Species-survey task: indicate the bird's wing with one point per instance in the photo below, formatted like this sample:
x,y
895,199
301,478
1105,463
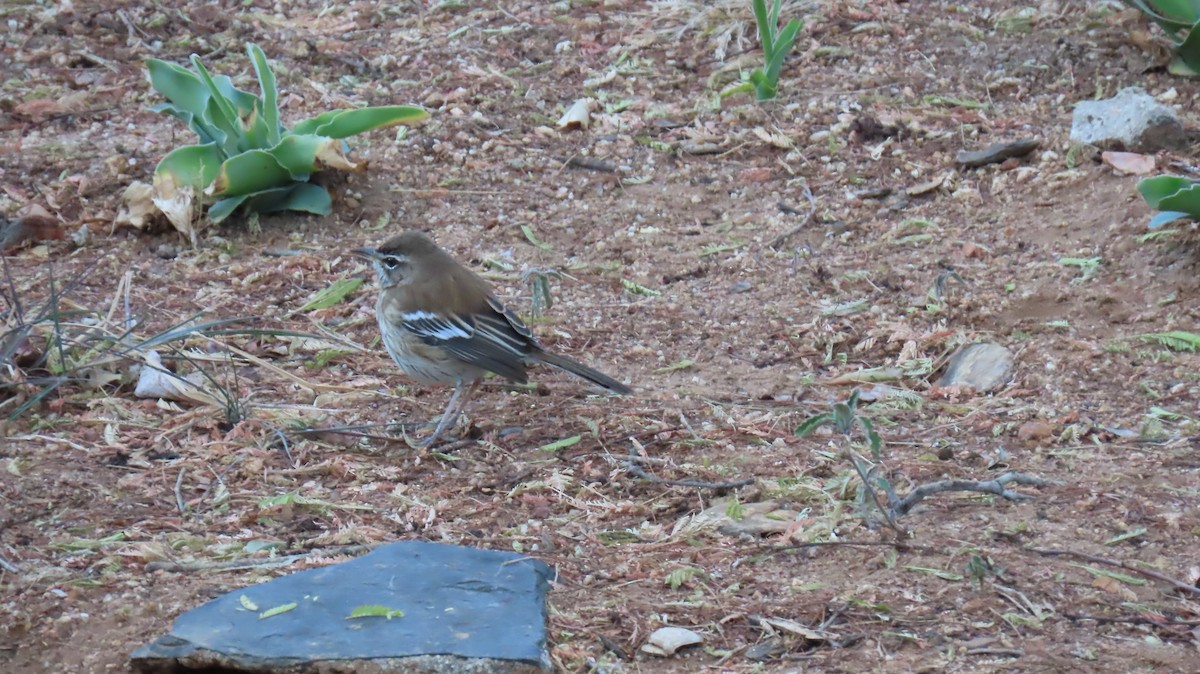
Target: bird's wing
x,y
492,339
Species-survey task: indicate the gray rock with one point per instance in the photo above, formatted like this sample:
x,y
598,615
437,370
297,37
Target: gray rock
x,y
1132,120
983,366
465,611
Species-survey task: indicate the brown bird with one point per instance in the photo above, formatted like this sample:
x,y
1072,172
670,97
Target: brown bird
x,y
442,324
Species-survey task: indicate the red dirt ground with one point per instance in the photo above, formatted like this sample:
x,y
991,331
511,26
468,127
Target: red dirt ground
x,y
108,498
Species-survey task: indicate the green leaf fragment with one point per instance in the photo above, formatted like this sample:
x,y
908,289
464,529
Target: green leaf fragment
x,y
561,444
937,572
639,289
527,229
334,294
276,611
375,611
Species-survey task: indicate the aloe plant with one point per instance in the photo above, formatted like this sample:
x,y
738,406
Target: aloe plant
x,y
246,157
1179,19
1175,197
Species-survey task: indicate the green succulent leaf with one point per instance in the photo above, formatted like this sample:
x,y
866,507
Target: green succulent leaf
x,y
1189,49
303,197
1186,200
811,425
343,124
1165,217
270,101
1157,188
298,154
244,102
196,166
783,47
1171,14
249,173
178,85
225,208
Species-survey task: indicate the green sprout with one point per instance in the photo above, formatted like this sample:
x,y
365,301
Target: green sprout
x,y
775,46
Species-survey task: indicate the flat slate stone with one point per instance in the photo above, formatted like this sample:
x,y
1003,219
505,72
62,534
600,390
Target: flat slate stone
x,y
1132,120
465,609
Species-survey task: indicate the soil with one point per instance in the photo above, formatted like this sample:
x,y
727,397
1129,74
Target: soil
x,y
737,307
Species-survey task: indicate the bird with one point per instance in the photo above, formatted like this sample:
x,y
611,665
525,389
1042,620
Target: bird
x,y
442,324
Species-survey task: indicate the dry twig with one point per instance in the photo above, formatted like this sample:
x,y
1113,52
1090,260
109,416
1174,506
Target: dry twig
x,y
261,563
901,507
1145,572
631,464
798,228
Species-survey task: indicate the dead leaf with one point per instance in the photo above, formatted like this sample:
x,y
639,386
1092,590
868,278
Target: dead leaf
x,y
137,206
925,187
179,204
778,139
37,226
579,115
1114,587
39,109
156,381
1129,163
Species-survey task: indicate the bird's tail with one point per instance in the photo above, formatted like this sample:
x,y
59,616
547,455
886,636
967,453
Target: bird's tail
x,y
586,372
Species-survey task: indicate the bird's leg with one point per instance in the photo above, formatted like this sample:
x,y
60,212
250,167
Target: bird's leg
x,y
462,393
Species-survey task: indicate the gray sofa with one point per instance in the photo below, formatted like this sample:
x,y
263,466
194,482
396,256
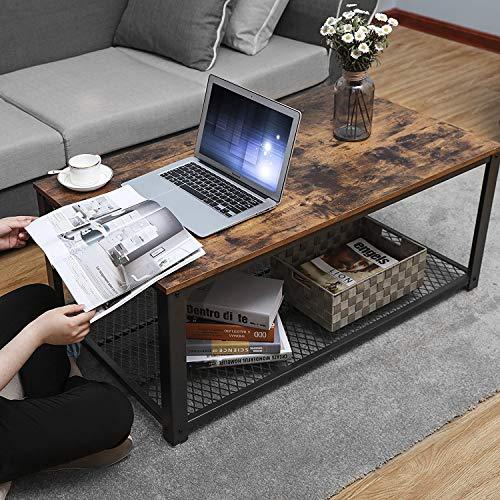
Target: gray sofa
x,y
65,90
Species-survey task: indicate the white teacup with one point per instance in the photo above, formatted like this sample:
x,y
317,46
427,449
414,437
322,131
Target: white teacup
x,y
84,170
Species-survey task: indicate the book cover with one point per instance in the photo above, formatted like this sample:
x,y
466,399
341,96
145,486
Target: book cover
x,y
238,298
231,360
202,329
348,265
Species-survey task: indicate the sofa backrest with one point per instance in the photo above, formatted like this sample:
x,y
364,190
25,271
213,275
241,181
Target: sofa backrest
x,y
38,31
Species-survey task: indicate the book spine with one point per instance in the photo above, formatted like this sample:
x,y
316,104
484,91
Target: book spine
x,y
227,332
221,314
229,348
248,360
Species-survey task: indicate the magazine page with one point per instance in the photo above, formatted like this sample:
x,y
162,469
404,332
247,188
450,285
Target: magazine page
x,y
111,245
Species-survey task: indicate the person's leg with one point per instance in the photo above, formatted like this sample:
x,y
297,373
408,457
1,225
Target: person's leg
x,y
46,371
40,433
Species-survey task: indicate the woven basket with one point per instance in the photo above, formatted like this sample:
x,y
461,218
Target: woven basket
x,y
334,311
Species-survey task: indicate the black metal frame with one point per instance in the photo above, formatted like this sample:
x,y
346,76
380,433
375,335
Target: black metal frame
x,y
173,413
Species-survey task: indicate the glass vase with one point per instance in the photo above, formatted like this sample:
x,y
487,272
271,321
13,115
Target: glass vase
x,y
353,106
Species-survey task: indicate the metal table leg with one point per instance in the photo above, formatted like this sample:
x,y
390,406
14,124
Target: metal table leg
x,y
482,221
54,279
173,368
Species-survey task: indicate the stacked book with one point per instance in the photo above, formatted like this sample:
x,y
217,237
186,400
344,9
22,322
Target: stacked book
x,y
235,320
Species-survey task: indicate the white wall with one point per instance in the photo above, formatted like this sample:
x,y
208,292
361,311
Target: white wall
x,y
481,15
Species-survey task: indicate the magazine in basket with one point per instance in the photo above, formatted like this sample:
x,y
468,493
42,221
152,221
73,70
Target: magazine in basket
x,y
348,265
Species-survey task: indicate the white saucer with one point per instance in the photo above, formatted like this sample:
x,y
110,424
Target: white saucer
x,y
105,176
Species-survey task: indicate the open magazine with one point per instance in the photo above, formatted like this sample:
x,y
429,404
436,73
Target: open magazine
x,y
109,248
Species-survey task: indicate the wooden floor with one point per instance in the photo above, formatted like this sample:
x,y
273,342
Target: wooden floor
x,y
460,85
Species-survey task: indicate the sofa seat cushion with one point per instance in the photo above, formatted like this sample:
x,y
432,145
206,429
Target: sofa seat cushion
x,y
283,67
105,100
28,147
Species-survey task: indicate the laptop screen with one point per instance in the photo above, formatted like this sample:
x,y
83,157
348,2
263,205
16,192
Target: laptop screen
x,y
248,138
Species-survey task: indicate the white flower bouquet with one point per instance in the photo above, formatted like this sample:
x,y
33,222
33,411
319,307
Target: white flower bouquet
x,y
357,37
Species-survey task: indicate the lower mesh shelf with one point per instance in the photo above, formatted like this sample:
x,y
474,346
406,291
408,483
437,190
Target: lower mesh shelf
x,y
129,336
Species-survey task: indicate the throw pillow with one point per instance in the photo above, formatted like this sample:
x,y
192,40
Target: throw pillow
x,y
252,24
187,31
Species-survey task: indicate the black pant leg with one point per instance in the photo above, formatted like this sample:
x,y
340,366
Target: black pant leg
x,y
47,370
39,433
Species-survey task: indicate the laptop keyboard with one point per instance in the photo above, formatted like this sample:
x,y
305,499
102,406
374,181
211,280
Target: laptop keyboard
x,y
213,190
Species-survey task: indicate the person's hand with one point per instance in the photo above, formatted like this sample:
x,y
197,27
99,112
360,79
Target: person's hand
x,y
12,231
63,325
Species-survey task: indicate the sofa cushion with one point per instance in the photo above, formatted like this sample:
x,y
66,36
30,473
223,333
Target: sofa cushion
x,y
285,66
28,147
252,24
189,32
105,100
36,32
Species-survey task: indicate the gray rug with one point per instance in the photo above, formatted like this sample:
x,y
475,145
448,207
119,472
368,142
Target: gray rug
x,y
312,437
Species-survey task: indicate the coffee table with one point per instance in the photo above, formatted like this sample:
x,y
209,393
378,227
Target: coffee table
x,y
330,183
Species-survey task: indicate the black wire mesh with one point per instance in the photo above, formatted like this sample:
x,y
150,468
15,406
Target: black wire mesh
x,y
130,337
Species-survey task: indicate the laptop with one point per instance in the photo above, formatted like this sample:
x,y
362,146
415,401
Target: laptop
x,y
240,164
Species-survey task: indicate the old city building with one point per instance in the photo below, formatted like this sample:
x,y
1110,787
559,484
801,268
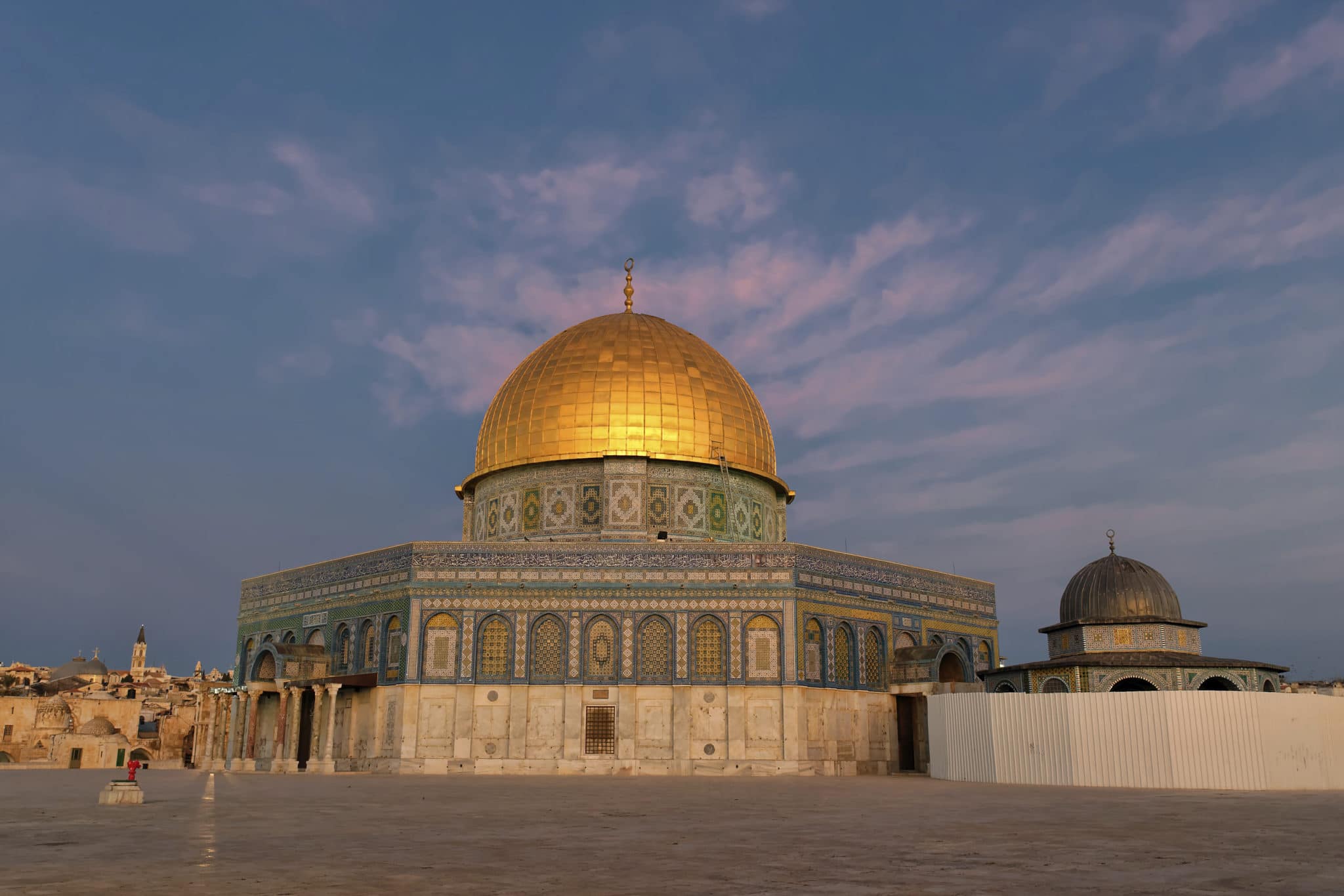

##########

[Your task]
How many of the lines above contain the word "flower", matching case exactly? Reply with the number alone.

[Written response]
2